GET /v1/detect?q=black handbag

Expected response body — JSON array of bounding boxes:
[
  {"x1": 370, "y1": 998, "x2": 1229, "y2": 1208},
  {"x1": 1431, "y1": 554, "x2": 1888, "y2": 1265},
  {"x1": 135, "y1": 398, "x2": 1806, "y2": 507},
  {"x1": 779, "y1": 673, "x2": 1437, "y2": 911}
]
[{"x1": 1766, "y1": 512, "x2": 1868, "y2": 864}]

□ □ □ □ □ □ □

[EXERCISE BRIEF] Line by line, output the data precisely as shown above.

[WRITTEN REPLY]
GET /v1/detect?q=black handbag

Expected response body — JSON array of bounding boxes:
[
  {"x1": 370, "y1": 998, "x2": 1229, "y2": 1208},
  {"x1": 1431, "y1": 554, "x2": 1888, "y2": 1265},
  {"x1": 135, "y1": 398, "x2": 1806, "y2": 507},
  {"x1": 779, "y1": 673, "x2": 1437, "y2": 911}
]
[{"x1": 1766, "y1": 512, "x2": 1868, "y2": 864}]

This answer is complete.